_Exercise inputs:_
:::::

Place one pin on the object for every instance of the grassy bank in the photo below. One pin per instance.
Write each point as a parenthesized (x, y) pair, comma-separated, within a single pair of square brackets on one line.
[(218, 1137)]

:::::

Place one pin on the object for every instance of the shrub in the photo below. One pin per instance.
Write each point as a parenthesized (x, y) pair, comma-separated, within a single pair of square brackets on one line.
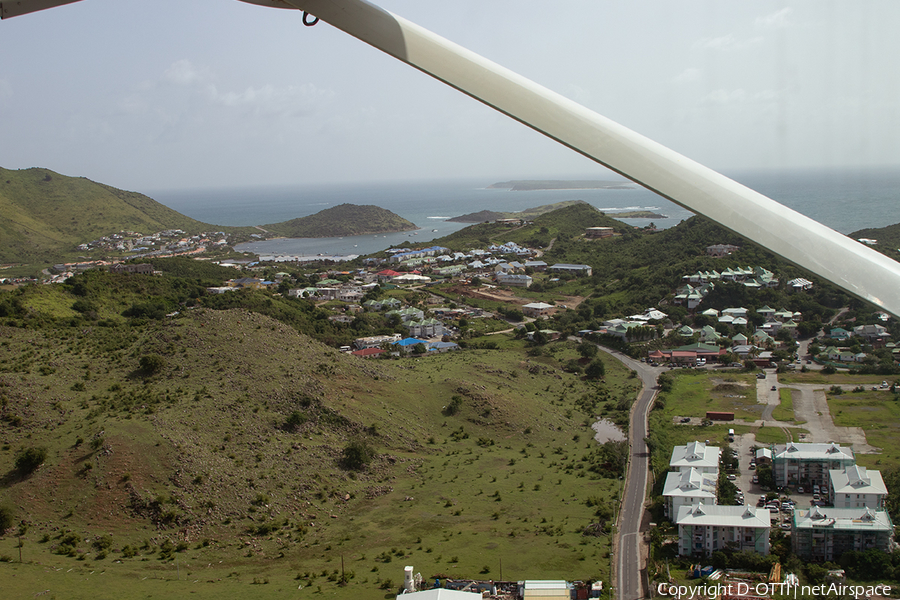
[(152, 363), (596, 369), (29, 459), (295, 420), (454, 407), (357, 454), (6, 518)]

:::::

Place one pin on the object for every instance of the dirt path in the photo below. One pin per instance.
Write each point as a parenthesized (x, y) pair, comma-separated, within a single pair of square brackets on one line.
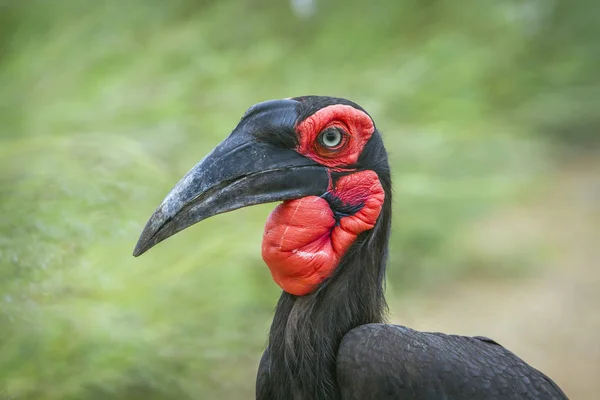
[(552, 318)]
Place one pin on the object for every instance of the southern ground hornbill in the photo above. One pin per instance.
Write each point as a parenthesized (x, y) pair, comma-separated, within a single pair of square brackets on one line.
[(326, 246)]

:::::

_Work instructions:_ Would you please copy each line of the listing that contains the word "photo"?

_Solution to the problem:_
Place one pin on the object for every instance of the grassy bank in the photo below. One pin per instance.
Place one pin on the object for every instance of the shrub in the photo below. One pin per instance.
Place one pin on the object for every instance of the dirt path in the photo below. One pin per instance.
Place one pin on the object for every instance of the southern ground hornbill in the photo above. One pin per instance.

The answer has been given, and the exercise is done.